Extract provided:
##########
[Bug 1821491] Re: DNS lookup fails for local hosts
Dan Streetman
dan.streetman at canonical.com
Wed Apr 17 11:16:23 UTC 2019
> $ dig phspi05.phs @192.168.2.1
...
> ;; ->>HEADER<<- opcode: QUERY, status: NXDOMAIN, id: 21263
hmm, so, i'm confused now, in the description you said dig works when
querying your router directly? I guess that's not the case?
It certainly seems like this is not a issue with systemd - your problem
appears to be with your router dns configuration. I'll mark this bug as
invalid, but let me know if you disagree.
> So is it perhaps that my naive expectation that without a domain the host is
> assumed to be local is not consistently followed by different programs/devices?
Appending of the "search domains" is done only through the getaddrinfo()
##########
Excerpted records:

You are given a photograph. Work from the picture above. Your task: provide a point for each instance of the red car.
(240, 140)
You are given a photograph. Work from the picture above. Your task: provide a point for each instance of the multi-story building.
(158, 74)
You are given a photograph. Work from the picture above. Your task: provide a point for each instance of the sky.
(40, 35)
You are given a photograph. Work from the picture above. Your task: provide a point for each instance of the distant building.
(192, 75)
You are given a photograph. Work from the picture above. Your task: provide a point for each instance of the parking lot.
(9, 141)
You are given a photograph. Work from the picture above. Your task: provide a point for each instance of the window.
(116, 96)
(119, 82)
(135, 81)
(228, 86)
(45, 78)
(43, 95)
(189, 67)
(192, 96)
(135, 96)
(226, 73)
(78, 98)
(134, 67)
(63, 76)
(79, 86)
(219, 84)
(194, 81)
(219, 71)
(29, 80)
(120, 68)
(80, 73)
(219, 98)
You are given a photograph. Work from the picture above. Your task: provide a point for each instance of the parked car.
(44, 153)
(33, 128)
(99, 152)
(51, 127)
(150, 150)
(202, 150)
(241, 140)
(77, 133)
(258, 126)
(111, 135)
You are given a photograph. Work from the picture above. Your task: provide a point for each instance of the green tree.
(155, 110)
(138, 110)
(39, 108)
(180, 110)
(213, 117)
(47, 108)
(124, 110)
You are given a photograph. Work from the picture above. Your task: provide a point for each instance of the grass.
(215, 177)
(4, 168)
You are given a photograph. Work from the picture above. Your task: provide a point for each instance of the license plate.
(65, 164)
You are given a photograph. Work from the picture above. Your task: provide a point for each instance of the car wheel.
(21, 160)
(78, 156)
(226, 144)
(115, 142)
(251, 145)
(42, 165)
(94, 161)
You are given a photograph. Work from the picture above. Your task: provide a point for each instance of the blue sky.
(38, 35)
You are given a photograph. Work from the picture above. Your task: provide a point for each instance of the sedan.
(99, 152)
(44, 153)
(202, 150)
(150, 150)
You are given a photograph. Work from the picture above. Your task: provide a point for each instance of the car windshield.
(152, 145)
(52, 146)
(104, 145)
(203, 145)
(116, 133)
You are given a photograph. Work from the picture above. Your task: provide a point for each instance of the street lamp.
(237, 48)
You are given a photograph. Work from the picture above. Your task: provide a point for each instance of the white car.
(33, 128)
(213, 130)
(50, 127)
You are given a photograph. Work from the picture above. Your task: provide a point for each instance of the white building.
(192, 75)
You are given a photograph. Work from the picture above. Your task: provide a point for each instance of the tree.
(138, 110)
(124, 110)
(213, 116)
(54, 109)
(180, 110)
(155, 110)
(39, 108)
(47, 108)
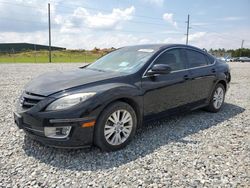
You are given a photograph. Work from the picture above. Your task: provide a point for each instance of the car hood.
(52, 82)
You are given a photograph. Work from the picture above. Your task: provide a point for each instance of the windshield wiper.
(97, 69)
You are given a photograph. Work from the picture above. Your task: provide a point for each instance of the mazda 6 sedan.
(104, 103)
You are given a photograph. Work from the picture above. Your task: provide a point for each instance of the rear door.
(202, 75)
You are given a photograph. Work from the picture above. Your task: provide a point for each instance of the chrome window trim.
(181, 47)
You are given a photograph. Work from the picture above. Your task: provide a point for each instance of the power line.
(49, 33)
(187, 30)
(242, 43)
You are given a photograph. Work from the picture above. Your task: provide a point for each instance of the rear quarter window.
(196, 59)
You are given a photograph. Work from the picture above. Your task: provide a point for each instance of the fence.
(42, 56)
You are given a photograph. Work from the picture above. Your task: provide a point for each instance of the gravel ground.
(196, 149)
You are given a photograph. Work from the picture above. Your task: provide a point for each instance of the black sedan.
(105, 102)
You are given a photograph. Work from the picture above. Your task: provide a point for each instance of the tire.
(213, 106)
(112, 135)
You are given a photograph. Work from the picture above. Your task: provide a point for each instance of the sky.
(85, 24)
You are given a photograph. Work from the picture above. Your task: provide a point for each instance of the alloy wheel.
(118, 127)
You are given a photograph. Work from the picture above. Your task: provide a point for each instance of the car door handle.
(186, 77)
##########
Instructions:
(1) Count the lines of the listing that contain the string "door", and give only the number.
(2) Continue the bug-report message about local DNS lookups, starting after its last sentence.
The listing is unrelated to the text.

Exercise results:
(1) 2

(2)
(and related) glibc functions. This is the call that uses the
/etc/resolv.conf file for configuration to perform its lookup. You can
see "man resolv.conf" for specific details on the process, but in most
cases it will lookup the hostname you ask for first, and then if that
fails it will try looking up the hostname using each 'search' domain you
specify.
Since modern systems using systemd almost always configure resolv.conf
to send all traffic to the local stub resolver (i.e. 127.0.0.53), this
in effect means systemd-resolved is responsible for actually talking to
all upstream name servers.
Note that any program that *does not* use getaddrinfo() completely
bypasses this and is free to perform lookups however it wants; dig does
just that, by querying *exactly* what you are searching for, to
*exactly* the nameserver you specify. You can tell dig to use any
search domains specified in /etc/resolv.conf, with the +search
parameter; by default it does not use any search domains, and queries
only what you ask it for.
> Also I now realise that my laptop doesn't know what domain it is part of:
> $ domainname
> (none)
Unless you don't have 'domain' or 'search' defined in /etc/resolv.conf,
this doesn't matter for dns resolution.
** Changed in: systemd (Ubuntu)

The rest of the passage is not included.